------ The input ------

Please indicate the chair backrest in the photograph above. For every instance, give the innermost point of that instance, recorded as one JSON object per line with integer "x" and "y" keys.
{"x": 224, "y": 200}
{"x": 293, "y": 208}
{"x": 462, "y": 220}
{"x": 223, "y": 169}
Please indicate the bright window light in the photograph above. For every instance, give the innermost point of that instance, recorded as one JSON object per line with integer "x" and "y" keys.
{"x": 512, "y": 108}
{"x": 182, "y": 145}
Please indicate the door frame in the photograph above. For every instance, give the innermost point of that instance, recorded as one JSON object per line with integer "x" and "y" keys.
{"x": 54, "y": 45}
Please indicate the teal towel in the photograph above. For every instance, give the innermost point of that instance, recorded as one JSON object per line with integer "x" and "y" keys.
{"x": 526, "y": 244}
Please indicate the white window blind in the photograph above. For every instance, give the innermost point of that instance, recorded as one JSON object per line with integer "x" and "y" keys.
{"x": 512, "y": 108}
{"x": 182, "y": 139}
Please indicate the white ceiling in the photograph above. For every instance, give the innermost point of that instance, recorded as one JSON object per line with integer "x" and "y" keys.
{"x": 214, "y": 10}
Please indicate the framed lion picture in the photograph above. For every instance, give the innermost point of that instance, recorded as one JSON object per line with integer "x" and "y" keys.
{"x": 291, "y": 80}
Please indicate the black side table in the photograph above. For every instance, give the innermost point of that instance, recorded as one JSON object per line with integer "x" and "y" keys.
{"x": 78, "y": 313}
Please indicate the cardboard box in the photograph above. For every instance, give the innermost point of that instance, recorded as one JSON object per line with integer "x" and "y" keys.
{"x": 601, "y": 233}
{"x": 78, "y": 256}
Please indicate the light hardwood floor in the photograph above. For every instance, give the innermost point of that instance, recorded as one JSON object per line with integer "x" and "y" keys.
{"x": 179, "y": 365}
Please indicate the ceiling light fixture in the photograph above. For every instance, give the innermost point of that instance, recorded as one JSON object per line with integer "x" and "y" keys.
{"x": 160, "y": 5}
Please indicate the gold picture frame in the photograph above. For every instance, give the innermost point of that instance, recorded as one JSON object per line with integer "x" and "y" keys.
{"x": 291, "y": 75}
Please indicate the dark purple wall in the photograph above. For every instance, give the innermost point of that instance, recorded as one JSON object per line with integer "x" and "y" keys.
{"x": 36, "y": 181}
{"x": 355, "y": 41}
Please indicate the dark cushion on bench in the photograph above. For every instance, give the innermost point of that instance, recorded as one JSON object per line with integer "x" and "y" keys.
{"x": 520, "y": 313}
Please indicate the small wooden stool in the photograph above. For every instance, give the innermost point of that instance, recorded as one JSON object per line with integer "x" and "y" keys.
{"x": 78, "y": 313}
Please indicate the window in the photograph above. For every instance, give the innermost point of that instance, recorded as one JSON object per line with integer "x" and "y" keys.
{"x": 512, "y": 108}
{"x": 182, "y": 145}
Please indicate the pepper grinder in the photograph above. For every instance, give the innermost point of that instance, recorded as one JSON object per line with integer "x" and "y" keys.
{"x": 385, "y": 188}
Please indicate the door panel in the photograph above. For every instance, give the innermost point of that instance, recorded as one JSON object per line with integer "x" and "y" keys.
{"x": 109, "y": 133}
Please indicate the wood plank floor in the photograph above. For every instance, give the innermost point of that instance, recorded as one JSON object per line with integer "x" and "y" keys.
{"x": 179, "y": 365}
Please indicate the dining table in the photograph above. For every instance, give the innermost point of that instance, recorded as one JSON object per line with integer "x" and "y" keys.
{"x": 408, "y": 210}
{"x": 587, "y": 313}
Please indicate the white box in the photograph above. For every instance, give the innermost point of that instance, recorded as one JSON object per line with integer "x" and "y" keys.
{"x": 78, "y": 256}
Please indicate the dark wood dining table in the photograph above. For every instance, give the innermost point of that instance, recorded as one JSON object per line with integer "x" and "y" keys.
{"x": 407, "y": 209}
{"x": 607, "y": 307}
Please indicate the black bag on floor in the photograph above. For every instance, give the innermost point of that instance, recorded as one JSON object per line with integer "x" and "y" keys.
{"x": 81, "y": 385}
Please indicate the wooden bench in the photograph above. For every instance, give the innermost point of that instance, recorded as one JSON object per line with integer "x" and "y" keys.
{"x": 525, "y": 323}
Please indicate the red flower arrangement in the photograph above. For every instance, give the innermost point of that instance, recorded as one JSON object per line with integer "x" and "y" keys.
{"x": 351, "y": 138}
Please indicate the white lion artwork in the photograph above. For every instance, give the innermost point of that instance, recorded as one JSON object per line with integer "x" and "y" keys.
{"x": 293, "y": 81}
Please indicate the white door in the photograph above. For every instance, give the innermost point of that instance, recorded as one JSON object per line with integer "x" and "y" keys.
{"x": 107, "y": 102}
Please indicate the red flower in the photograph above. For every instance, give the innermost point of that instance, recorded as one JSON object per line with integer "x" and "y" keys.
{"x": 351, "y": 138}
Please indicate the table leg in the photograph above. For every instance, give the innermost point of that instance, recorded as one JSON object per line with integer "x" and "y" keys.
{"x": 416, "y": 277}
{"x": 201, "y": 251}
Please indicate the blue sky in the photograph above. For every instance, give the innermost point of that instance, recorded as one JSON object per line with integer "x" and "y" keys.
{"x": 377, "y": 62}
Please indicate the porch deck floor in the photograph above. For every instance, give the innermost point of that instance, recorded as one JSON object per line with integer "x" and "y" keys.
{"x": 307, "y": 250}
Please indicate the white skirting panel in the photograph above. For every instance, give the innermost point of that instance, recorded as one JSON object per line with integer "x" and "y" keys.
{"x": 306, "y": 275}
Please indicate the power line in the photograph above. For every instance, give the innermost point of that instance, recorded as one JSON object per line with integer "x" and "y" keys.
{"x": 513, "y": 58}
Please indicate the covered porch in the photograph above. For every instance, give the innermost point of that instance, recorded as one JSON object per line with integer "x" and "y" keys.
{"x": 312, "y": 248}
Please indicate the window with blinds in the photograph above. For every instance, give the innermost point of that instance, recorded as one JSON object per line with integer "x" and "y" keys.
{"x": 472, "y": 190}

------

- Problem to solve -
All of the data above should be transcribed exactly.

- Task result -
Please indicate the chair backrest in the photograph above. For every instance, give the innermost point of that instance, recorded as one JSON object per line with integer "x" and "y" keys.
{"x": 224, "y": 200}
{"x": 293, "y": 208}
{"x": 462, "y": 220}
{"x": 223, "y": 169}
Please indicate the bright window light in the photograph above. For every instance, give the innermost point of that instance, recorded as one JSON object per line with integer "x" and "y" keys.
{"x": 512, "y": 108}
{"x": 182, "y": 145}
Please indicate the door frame in the photograph above. For every instance, give the innermost point of that instance, recorded as one JSON object per line with integer "x" and "y" keys.
{"x": 54, "y": 45}
Please indicate the teal towel in the photograph above. For every instance, give the innermost point of that instance, recorded as one JSON object per line with integer "x" and "y" keys.
{"x": 526, "y": 244}
Please indicate the white window blind in the photograph above. For every instance, give the innermost point of that instance, recorded as one JSON object per line with integer "x" and "y" keys.
{"x": 512, "y": 108}
{"x": 182, "y": 139}
Please indicate the white ceiling in the photograph above. For every instance, give the innermost point of that instance, recorded as one JSON object per line with integer "x" and "y" keys.
{"x": 214, "y": 10}
Please indicate the framed lion picture in the photograph above. For every instance, give the innermost point of that instance, recorded as one JSON object per line with integer "x" and "y" keys.
{"x": 291, "y": 80}
Please indicate the black side table in the photograph above. For every instance, give the innermost point of that instance, recorded as one JSON object per line with integer "x" and "y" keys.
{"x": 78, "y": 313}
Please indicate the cardboard box in the photograph above. For every instance, give the innermost point of that instance, recorded as one JSON object per line with integer "x" and "y" keys.
{"x": 601, "y": 233}
{"x": 78, "y": 256}
Please indicate the light hardwood floor in the photograph above. For every instance, give the innermost point of that instance, recorded as one JSON object per line with integer "x" and "y" keys.
{"x": 179, "y": 365}
Please indicate the ceiling light fixture in the photograph above. For every instance, give the innermost point of that instance, recorded as one JSON object per line with integer "x" and "y" keys.
{"x": 160, "y": 5}
Please indicate the gold picture frame in the photograph above. For every instance, give the innermost point of that instance, recorded as one JSON object per line with integer "x" and "y" keys.
{"x": 291, "y": 75}
Please indicate the dark purple wall in the photograph above. For every instance, give the innermost point of that instance, recorded as one JSON object per line with integer "x" and "y" keys.
{"x": 36, "y": 181}
{"x": 355, "y": 41}
Please indicate the dark cushion on bench in the photograph above. For every instance, give the innermost point of that instance, recorded as one JSON object per line with integer "x" and "y" keys.
{"x": 520, "y": 313}
Please indicate the small wooden stool in the photograph above. For every instance, give the innermost point of that instance, recorded as one JSON object per line with integer "x" and "y" keys.
{"x": 78, "y": 313}
Please indicate the window in the photograph above. For every instance, give the innermost point of that instance, recorded as one JSON object per line with integer "x" and "y" keys.
{"x": 512, "y": 108}
{"x": 182, "y": 145}
Please indicate the pepper grinder in the photograph above. For every instance, give the innermost point of that instance, recorded as one JSON object per line with integer "x" and "y" keys.
{"x": 385, "y": 188}
Please indicate the door panel in the photograph above. For every instance, give the innermost point of that instance, recorded as one JSON object per line with integer "x" and "y" keys.
{"x": 109, "y": 133}
Please indicate the wood plank floor in the photograph above. For every instance, give the innermost point of that instance, recorded as one JSON object per line with integer "x" and "y" keys.
{"x": 179, "y": 365}
Please indicate the dining table in the photograph above. For every instance, give the innermost point of that instance, recorded as one JSON object per line with integer "x" and "y" keys.
{"x": 408, "y": 210}
{"x": 587, "y": 313}
Please indicate the white box in the photograph above. For every instance, give the innermost point of that instance, recorded as one JSON object per line with integer "x" and "y" keys.
{"x": 78, "y": 256}
Please indicate the dark wood dining table in the photograph above. For every instance, give the innermost point of that instance, recorded as one JSON object per line with integer "x" and "y" keys.
{"x": 407, "y": 209}
{"x": 607, "y": 307}
Please indicate the black bag on floor in the photograph above. For every instance, give the innermost point of that instance, recorded as one JSON object per line with integer "x" and "y" keys.
{"x": 81, "y": 385}
Please indicate the wooden bench in the photograph above. For every instance, give the innermost point of that instance, recorded as one JSON object per line with integer "x" and "y" keys.
{"x": 525, "y": 323}
Please indicate the red flower arrangement in the photograph above. For every instance, give the innermost point of that instance, recorded as one JSON object per line with integer "x" and "y" keys.
{"x": 351, "y": 138}
Please indicate the white lion artwork in the photograph above. For every instance, give the innermost point of that instance, recorded as one JSON object per line with integer "x" and "y" keys.
{"x": 293, "y": 81}
Please indicate the white door in the photograph above. For every instance, give the innermost point of that instance, recorded as one JSON object per line with integer "x" and "y" keys.
{"x": 107, "y": 102}
Please indicate the red flower in the photograph above. For every instance, give the innermost point of that instance, recorded as one JSON object per line with integer "x" and "y" keys.
{"x": 351, "y": 138}
Please indicate the table leg in the photograph above. For every instance, give the innermost point of that instance, recorded as one JSON object per line with integer "x" and "y" keys.
{"x": 416, "y": 277}
{"x": 201, "y": 251}
Please indicate the blue sky in the photograph above. For every instance, give the innermost point of that instance, recorded as one JSON object per line with integer "x" and "y" keys.
{"x": 377, "y": 62}
Please indicate the porch deck floor in the photograph above. For every instance, give the innermost point of that instance, recorded as one JSON object per line with integer "x" and "y" keys.
{"x": 307, "y": 250}
Please indicate the white skirting panel in the photograph above. For every instance, give the innermost point of that instance, recorded as one JSON object per line with integer "x" and "y" keys.
{"x": 306, "y": 275}
Please indicate the power line in the photograph above. For every instance, give the innermost point of that instance, recorded as one JSON object per line with integer "x" and "y" keys.
{"x": 513, "y": 58}
Please indicate the covered porch in the photograph above. For every instance, give the innermost point of that instance, recorded as one JSON object per line with integer "x" and "y" keys.
{"x": 312, "y": 248}
Please indicate the window with blinds in the photograph above. For every instance, give the innermost point of that instance, recorded as one JSON object per line with integer "x" and "y" keys.
{"x": 472, "y": 190}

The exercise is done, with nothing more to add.